** Opening Extract to read block **
The resistance to school vaccination laws was also strongest in minority communities that were already wary of the state intervening in religious and familial life. In 1901, the predominantly Mormon population of Utah passed a law that prohibited any state authority from excluding unvaccinated children from schools, with the legislature voting to override a gubernatorial veto. As with the ultra-Orthodox Jewish population at the center of the current controversy, there was no official religious edict against vaccination. Nonetheless, after a long struggle for statehood in which the Mormon practice of polygamy had proved to be a sticking point, many Mormons were suspicious of any intrusive state dictate, particularly with regard to the family and their faith. The problem wasn’t vaccines, it was state power.
Yet despite the parallels between the anti-vaccination movement at the turn of the century and today, anti-vaccination sentiment was not a constant across the 20th century. Indeed, it has ebbed and flowed in tandem with broader public attitudes toward the state. By World War I, as nationalist sentiment swelled, anti-vaccination sentiment waned. It lay relatively dormant throughout the world wars and in the immediate postwar period as public confidence in government soared.
** Closing Extract to read block **
** Opening Dataset block **
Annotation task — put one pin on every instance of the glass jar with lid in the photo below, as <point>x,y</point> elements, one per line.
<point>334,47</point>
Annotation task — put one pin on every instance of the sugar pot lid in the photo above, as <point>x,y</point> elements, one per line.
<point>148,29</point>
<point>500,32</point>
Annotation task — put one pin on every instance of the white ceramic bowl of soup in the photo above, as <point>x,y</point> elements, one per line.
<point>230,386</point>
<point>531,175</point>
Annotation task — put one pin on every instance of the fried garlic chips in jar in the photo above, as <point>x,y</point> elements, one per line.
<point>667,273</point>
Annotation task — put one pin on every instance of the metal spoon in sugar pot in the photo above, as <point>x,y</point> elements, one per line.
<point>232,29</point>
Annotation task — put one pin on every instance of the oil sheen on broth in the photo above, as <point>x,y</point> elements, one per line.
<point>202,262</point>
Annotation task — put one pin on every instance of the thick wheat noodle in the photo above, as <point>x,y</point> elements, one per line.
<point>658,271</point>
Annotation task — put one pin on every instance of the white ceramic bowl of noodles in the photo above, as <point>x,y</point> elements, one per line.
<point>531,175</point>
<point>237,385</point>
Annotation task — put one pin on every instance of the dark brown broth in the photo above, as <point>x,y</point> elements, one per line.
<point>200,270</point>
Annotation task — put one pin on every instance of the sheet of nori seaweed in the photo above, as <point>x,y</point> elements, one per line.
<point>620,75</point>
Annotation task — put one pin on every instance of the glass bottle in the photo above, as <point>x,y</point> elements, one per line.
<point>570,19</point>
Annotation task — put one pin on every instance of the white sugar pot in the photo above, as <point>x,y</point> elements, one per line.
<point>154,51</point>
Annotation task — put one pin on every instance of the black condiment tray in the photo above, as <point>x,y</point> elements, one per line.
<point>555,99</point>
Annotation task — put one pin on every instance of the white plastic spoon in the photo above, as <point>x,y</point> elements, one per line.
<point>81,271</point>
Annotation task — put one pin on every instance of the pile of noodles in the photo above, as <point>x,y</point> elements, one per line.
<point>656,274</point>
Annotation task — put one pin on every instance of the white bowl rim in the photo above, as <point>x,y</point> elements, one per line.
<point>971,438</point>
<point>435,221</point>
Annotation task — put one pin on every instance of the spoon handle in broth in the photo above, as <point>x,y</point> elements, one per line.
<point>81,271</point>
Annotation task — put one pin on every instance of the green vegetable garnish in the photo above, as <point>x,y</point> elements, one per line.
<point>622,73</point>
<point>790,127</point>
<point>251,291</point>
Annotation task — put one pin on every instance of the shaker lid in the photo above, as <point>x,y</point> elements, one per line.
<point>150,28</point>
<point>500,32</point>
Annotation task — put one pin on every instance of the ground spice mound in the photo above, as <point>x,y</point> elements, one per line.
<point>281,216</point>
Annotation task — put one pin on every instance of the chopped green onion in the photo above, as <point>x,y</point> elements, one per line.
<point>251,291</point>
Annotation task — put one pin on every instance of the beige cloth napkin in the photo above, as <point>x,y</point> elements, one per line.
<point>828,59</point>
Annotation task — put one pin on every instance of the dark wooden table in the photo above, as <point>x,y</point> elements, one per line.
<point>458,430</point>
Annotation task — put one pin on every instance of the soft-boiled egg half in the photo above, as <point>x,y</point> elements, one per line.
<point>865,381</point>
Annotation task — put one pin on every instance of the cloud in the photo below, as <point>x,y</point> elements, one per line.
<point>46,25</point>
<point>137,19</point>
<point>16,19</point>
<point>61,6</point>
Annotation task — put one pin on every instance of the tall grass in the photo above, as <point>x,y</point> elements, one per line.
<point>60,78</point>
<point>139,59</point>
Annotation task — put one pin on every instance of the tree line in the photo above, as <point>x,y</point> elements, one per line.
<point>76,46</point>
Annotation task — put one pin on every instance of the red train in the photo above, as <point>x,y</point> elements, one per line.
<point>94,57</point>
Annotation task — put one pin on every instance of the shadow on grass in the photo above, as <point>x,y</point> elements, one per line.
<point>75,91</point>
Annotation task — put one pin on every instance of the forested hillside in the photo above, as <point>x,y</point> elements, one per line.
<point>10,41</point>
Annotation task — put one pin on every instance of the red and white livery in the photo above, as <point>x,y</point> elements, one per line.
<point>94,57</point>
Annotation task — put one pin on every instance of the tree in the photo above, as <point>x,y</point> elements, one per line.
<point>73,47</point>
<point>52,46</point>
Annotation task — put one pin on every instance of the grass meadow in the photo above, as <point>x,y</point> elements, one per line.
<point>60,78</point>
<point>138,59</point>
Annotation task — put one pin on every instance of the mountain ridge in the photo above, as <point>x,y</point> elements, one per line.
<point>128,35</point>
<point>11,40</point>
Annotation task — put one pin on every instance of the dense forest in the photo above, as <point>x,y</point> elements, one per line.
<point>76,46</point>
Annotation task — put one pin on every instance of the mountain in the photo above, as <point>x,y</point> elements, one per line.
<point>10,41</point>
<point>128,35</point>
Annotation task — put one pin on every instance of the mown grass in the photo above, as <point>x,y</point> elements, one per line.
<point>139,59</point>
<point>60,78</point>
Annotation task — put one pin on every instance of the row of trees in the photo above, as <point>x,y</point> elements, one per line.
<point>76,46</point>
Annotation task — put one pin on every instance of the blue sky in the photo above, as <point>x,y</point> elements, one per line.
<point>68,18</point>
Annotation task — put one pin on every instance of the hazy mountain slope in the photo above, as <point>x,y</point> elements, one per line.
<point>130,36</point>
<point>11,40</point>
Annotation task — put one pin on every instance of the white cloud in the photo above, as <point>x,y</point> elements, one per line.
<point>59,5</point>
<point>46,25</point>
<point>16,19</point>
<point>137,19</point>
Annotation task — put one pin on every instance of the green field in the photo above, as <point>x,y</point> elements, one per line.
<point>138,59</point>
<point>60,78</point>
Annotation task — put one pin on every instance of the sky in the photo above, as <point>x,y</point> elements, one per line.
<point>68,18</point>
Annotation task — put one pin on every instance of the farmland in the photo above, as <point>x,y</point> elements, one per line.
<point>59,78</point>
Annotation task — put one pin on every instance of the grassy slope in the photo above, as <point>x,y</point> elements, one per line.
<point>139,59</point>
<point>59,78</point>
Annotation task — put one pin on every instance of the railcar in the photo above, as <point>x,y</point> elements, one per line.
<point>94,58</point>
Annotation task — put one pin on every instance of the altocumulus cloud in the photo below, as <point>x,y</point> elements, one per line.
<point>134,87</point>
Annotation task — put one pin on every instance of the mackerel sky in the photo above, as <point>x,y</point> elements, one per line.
** Closing Dataset block **
# Exercise set
1. Quote the passage on opposition to school vaccination laws word for word, beginning at the words "Yet despite the" and stopping after the words "in government soared.".
2. Extend the passage on opposition to school vaccination laws, picking up right after its final sentence.

# Answer set
1.
Yet despite the parallels between the anti-vaccination movement at the turn of the century and today, anti-vaccination sentiment was not a constant across the 20th century. Indeed, it has ebbed and flowed in tandem with broader public attitudes toward the state. By World War I, as nationalist sentiment swelled, anti-vaccination sentiment waned. It lay relatively dormant throughout the world wars and in the immediate postwar period as public confidence in government soared.

2.
In the late 1960s, however, as public trust in government plummeted because of the Vietnam War, urban crises and Watergate, anti-vaccination activism resurged.
It was no coincidence that the late 20th century also saw battles over schooling explode over questions of desegregation, school prayer and sex education. Like anti-vaccine activists in the early 20th century, furious parents sought to fight back against what they perceived to be state policies forced upon their children that ran contrary to their child’s best interest and offended their personal values and religious beliefs.
Parents flocked to new private schools and began to home-school their children in record numbers. Others sought to carve out exemptions for their children at public schools to enforced state policies such as busing, and fought to overturn prohibitions on school prayer to create public schools that reflected their values.
Schools have long been a highly fraught political battleground, and it is in this broader context of parents struggling to opt out of state policies they opposed with respect to their children’s schooling that the anti-vaccine movement is thriving today.
This context should also shape our approach to addressing the crisis. Certainly, vaccination policies that target children are a necessary and effective strategy as an immediate measure to contain this public health crisis and prevent others. And although compulsory vaccinations that target children make a lot of sense from a public health standpoint, they also risk compounding and entrenching the sentiment and fear of parents underlying the anti-vaccine movement.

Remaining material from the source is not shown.